Begin
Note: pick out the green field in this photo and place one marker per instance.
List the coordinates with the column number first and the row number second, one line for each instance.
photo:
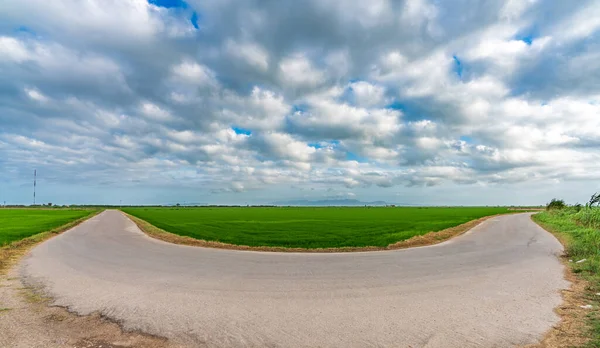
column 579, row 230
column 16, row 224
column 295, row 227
End
Begin
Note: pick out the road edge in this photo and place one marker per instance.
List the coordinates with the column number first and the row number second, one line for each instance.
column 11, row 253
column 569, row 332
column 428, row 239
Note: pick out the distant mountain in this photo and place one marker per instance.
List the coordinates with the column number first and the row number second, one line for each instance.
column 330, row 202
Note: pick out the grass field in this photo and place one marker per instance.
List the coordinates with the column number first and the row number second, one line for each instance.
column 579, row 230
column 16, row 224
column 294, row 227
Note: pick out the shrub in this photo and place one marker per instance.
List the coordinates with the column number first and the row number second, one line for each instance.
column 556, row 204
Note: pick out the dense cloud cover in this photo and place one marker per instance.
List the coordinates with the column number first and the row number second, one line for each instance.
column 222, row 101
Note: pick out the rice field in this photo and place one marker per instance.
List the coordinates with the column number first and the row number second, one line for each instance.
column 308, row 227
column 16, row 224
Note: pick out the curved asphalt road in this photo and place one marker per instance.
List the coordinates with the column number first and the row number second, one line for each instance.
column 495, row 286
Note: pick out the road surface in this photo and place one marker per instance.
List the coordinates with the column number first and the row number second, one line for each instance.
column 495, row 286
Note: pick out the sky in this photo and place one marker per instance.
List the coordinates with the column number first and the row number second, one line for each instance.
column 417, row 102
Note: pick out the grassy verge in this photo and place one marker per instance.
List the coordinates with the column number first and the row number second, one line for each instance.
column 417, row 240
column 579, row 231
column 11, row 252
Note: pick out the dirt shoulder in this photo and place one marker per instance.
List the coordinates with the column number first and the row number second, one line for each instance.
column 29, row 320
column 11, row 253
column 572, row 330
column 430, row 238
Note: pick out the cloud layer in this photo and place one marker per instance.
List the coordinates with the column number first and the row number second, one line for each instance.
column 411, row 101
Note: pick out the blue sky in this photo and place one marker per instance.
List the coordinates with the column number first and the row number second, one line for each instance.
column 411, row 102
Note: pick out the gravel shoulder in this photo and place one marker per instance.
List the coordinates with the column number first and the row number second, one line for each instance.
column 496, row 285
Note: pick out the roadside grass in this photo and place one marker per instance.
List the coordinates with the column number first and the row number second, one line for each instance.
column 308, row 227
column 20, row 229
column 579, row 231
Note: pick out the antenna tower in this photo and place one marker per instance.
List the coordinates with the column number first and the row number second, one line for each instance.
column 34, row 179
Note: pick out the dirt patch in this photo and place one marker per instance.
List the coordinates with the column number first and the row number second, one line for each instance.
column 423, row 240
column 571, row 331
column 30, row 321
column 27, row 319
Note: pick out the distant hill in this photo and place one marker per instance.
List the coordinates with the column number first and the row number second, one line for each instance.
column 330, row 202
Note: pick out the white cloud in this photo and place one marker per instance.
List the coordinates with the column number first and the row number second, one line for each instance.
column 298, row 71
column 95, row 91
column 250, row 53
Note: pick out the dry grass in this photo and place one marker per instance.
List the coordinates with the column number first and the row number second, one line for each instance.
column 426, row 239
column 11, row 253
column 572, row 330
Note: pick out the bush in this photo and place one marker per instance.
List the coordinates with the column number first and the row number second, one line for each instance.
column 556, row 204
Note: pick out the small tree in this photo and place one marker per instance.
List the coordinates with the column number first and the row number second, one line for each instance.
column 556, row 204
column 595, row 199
End
Could you echo back the lines of the material between the one holding "Note: pick out the blue" and the one holding "column 34, row 179", inclusive, word for word?

* _Output below_
Note: pick out the blue sky in this photo and place one marker per instance.
List the coordinates with the column number first and the row number second, one line for each instance.
column 411, row 102
Note: pick out the gravel shoulder in this photo and place one marker per instance.
List the coordinates with the column number first and the row number second, one line for each instance.
column 496, row 285
Note: pick out the roadside grass in this photo and place one marker per instance.
List the coordinates with the column number first and the row number second, one line for each instance.
column 308, row 227
column 20, row 229
column 579, row 231
Note: pick out the antenna tower in this photo and place one marker per instance.
List the coordinates with the column number first and the row number second, one line for each instance.
column 34, row 179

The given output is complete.